::: Supplied material
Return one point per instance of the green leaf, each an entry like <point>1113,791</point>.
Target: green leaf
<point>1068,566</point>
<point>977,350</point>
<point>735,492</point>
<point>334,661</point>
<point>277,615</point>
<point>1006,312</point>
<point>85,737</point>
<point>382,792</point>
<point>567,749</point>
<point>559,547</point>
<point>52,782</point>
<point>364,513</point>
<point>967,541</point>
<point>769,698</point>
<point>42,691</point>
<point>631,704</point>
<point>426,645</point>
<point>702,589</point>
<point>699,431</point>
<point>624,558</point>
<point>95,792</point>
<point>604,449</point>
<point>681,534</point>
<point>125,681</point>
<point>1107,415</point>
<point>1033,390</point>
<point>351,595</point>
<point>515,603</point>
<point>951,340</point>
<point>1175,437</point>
::::::
§ Exercise
Update the records above by replacing "green leaf" with "yellow leaf" wherever it occurs, leaving every other line unchanged.

§ Expected output
Return one point per instance of the yellow leaf, each an entry like <point>1113,791</point>.
Target: yellow leaf
<point>1068,566</point>
<point>977,350</point>
<point>735,492</point>
<point>334,661</point>
<point>277,615</point>
<point>1006,312</point>
<point>85,737</point>
<point>382,792</point>
<point>567,749</point>
<point>559,547</point>
<point>52,782</point>
<point>364,513</point>
<point>967,541</point>
<point>769,698</point>
<point>42,691</point>
<point>631,704</point>
<point>426,645</point>
<point>702,589</point>
<point>699,431</point>
<point>624,558</point>
<point>95,792</point>
<point>604,449</point>
<point>681,534</point>
<point>125,681</point>
<point>1107,415</point>
<point>1033,390</point>
<point>351,595</point>
<point>515,603</point>
<point>951,340</point>
<point>1175,437</point>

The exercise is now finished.